— start Records to use —

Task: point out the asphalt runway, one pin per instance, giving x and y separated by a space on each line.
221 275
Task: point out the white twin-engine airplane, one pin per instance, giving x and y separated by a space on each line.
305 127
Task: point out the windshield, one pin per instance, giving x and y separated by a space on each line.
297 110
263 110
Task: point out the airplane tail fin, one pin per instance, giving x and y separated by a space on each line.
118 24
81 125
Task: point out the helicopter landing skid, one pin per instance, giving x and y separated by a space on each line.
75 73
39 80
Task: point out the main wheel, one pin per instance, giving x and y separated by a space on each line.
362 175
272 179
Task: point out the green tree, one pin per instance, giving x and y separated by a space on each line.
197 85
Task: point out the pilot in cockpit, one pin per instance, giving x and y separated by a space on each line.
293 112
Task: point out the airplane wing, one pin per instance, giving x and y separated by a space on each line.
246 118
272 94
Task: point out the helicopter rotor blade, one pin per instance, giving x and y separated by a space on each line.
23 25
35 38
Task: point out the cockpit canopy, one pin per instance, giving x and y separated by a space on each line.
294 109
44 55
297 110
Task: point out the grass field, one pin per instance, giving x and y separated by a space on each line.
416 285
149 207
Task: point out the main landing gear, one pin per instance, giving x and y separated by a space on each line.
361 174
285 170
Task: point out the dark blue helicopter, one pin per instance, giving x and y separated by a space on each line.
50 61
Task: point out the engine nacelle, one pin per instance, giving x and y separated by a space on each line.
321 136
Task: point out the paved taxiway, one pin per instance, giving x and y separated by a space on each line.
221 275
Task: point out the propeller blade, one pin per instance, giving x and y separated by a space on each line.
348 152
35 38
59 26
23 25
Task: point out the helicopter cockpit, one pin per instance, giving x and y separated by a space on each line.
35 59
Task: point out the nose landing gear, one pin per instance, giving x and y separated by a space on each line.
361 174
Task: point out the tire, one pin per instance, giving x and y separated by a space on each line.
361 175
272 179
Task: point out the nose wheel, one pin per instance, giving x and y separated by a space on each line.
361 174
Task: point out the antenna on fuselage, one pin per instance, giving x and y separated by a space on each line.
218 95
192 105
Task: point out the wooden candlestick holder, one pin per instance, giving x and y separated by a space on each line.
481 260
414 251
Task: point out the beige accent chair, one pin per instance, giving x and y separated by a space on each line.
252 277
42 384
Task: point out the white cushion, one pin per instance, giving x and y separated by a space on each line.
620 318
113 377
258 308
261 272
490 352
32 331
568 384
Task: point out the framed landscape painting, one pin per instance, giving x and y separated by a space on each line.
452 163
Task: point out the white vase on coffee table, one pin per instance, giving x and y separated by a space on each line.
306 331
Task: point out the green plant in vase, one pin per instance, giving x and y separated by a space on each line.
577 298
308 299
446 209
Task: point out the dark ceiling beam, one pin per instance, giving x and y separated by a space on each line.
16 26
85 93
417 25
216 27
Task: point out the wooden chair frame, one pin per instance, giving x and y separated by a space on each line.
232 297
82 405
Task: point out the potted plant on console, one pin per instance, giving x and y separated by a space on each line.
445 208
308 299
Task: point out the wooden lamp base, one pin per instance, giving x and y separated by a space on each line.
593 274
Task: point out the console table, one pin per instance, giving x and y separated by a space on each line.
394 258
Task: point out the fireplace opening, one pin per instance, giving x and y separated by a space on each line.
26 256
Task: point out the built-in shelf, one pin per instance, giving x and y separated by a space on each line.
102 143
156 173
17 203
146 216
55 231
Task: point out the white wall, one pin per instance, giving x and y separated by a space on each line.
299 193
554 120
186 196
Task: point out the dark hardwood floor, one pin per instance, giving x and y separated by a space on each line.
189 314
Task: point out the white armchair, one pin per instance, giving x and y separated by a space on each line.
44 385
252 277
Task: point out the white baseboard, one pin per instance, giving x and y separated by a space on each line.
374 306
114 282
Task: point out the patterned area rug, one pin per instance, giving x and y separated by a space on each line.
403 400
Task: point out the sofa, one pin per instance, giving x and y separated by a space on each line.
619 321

— end Records to use —

> _Problem statement_:
Scale everything in the listing above, from the line containing "Task: point out the dark hardwood" down to the last line. Rewrite each of those lines, keeping the requests unchanged, and multiply every x and y coordinate in the answers by 1.7, rounding to the nearest whole number with halves rounded up.

> _Solved problem_:
Task: point out the dark hardwood floor, one pin per instance, giving x and y separated by a space on each line.
321 534
Task: point out the white armchair, one pin per instance, giving x and y separated by a space on each line.
75 655
428 471
Task: point out the white baseboard, one pin per instance, giving x and y separated by a space on each line.
636 520
194 479
Task: point out the patterned area rug, one pin per instance, giving x and y separated by a space on each line.
685 680
Task: point out the sofa, one pin per instance, giving x and y separated by a space on each line.
1052 546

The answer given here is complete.